(Collection entries)
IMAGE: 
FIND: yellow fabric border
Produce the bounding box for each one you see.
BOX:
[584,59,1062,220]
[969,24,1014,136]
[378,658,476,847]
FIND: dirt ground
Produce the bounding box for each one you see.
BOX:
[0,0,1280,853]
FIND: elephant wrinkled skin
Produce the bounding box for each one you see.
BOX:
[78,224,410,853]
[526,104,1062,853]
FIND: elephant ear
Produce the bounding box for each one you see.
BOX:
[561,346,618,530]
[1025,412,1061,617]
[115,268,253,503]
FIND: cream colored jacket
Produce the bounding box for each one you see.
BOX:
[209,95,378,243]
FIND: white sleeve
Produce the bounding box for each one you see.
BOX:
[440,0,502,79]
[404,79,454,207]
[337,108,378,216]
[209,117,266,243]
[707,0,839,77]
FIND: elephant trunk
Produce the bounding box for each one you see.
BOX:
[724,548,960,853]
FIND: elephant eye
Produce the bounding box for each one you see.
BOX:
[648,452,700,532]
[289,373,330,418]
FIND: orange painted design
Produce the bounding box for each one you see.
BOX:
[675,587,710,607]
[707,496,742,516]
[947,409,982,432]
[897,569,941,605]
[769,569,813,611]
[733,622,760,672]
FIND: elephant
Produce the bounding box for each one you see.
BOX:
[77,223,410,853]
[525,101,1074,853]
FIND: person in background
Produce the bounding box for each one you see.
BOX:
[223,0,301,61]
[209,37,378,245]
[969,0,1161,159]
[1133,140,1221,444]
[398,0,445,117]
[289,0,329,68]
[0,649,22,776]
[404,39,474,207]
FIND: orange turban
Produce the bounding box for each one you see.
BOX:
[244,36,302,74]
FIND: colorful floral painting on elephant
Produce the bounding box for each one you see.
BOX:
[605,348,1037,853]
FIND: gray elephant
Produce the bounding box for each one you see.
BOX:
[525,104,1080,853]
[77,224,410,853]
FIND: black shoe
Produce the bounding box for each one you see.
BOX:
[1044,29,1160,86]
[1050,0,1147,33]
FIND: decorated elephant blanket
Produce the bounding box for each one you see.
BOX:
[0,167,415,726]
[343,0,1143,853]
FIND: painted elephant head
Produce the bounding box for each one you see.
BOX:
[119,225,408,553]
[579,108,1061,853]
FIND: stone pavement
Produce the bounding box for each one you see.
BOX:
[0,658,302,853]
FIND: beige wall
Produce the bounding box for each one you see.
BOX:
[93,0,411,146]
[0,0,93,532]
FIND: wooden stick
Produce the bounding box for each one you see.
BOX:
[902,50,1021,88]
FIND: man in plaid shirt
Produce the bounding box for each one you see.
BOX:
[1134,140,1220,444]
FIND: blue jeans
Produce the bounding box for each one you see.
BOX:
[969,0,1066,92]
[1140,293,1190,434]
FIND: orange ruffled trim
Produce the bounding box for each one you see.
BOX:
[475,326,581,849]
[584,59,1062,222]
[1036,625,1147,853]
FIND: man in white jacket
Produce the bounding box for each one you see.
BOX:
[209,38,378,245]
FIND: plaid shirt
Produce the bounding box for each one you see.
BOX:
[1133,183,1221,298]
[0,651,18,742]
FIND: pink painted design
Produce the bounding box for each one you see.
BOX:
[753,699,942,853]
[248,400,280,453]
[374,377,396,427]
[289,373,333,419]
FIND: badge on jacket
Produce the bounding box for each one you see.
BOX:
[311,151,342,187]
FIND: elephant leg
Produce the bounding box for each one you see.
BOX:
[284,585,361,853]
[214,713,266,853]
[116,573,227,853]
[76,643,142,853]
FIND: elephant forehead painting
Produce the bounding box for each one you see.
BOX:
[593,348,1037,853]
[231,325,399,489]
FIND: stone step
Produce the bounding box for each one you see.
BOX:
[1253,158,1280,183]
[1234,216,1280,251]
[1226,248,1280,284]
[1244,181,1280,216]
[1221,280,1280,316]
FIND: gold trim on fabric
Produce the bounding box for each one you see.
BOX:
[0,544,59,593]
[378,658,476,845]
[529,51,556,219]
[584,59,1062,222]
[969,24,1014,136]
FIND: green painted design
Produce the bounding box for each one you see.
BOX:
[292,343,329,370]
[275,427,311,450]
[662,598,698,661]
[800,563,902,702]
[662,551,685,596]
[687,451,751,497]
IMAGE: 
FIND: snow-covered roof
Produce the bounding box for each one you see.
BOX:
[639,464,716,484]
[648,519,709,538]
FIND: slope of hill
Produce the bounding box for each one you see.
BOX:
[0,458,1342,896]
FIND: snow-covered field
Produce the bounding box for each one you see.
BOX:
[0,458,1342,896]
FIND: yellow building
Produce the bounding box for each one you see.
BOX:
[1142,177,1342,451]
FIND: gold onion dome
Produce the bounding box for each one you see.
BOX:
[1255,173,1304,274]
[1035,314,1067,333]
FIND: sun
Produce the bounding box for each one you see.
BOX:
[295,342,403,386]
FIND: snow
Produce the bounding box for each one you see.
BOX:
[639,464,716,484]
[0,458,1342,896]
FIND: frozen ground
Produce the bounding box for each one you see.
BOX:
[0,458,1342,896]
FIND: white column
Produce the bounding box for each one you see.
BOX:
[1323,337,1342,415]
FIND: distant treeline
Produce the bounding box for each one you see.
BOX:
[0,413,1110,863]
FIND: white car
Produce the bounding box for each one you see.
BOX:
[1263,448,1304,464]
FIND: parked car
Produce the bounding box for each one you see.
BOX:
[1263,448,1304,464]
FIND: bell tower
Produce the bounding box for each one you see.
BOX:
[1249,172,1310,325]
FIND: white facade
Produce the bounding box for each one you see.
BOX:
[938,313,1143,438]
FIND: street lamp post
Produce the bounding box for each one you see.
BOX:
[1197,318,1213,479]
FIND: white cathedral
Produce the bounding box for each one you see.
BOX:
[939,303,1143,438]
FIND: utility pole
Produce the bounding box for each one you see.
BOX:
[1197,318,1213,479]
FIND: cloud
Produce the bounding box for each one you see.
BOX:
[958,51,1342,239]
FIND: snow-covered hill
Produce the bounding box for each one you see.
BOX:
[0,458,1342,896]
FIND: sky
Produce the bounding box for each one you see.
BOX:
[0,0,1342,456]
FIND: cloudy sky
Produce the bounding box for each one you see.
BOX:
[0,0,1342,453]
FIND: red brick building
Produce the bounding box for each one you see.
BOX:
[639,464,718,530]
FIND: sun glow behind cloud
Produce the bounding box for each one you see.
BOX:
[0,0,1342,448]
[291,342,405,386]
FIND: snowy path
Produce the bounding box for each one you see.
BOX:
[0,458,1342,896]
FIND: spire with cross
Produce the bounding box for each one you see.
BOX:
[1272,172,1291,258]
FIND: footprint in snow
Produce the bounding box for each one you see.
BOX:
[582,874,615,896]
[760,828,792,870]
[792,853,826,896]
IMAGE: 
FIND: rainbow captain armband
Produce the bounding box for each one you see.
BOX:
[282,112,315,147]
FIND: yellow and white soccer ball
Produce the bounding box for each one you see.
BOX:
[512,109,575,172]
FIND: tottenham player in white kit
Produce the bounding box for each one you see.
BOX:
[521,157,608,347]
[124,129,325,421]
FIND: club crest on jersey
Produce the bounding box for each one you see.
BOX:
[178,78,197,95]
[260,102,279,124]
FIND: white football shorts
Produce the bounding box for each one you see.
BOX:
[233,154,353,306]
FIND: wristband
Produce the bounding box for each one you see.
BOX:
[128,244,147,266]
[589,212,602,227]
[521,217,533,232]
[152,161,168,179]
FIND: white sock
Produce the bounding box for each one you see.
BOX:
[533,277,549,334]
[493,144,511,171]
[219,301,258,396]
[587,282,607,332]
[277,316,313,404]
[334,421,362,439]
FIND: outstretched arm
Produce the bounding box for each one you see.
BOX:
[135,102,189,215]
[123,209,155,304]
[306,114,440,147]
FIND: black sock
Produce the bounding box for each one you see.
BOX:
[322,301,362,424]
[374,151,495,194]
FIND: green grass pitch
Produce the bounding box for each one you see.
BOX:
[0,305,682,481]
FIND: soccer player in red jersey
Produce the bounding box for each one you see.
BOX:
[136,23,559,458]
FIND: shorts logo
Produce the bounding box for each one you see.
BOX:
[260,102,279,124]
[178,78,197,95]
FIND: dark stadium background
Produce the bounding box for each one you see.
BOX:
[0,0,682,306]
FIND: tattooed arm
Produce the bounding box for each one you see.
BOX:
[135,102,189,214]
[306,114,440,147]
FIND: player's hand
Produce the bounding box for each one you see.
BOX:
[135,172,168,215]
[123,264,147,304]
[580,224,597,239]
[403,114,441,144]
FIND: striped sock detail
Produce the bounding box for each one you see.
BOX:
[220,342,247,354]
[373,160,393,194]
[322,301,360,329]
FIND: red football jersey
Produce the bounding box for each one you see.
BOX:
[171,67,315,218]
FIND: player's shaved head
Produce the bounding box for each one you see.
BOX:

- _TASK DETAILS_: Turn the lines of the entries above into a numbered list, starting with the line that contains "FIND: black shoe" and going on through the line that contains "[1221,280,1280,316]". Include both of those lines and leave out any blank lines.

- _EXPECTED ANSWER_:
1. FIND: black shoe
2. Produce the bounding box for each one you see.
3. BOX:
4. [1044,29,1160,86]
5. [1050,0,1147,33]
6. FIND: decorated elephant blanket
7. Produce the bounding box for each one you see.
8. BOX:
9. [0,167,415,726]
10. [343,0,1143,853]
11. FIND: painted elephant head
12. Produce the bounding box for each one you see.
13. BOX:
14. [119,225,408,553]
15. [579,108,1061,853]
16. FIND: stone pavement
17. Produce the bounding box for each one you see.
18. BOX:
19. [0,658,302,853]
20. FIND: beige wall
21. Produce the bounding box for each one you see.
22. BOX:
23. [93,0,411,146]
24. [0,0,93,532]
25. FIND: wooden stick
26. Produce the bounding box for each one you see.
27. BOX:
28. [902,50,1021,88]
29. FIND: man in plaid shirt
30. Produce the bounding box for each one you see.
31. BOX:
32. [1134,140,1220,444]
33. FIND: blue jeans
34. Produce the bounding box for each one you see.
35. BOX:
36. [969,0,1066,92]
37. [1140,293,1190,434]
38. FIND: orange ruffled trim
39. Produce the bounding box for each one you see.
40. BOX:
41. [475,326,581,849]
42. [584,59,1062,222]
43. [1036,625,1147,853]
44. FIND: man in white jacket
45. Produce the bounding box for each one you see.
46. BOX:
47. [209,38,378,245]
48. FIND: plaid shirt
49. Produce the bounding box for each one you see.
50. BOX:
51. [1133,183,1221,298]
52. [0,651,18,742]
53. FIND: pink painted design
54. Produce the bounding box for each one you see.
55. BOX:
56. [753,699,942,853]
57. [248,400,280,453]
58. [374,377,396,427]
59. [289,373,333,419]
60. FIND: badge on jacket
61. Produce the bounding box for each one you see.
62. BOX:
63. [311,151,342,187]
64. FIND: elephant leg
65. Produce the bounding box for each one you see.
66. BOX:
67. [284,585,361,853]
68. [214,713,266,853]
69. [116,573,227,853]
70. [76,643,142,853]
71. FIND: elephant forehead painting
72. Produce the bounding box for each one you see.
73. BOX:
74. [593,348,1037,853]
75. [231,325,399,489]
76. FIND: stone step
77. Produce the bounding box for each one you see.
78. BOX:
79. [1253,158,1280,183]
80. [1234,216,1280,251]
81. [1226,248,1280,284]
82. [1244,181,1280,216]
83. [1221,280,1280,316]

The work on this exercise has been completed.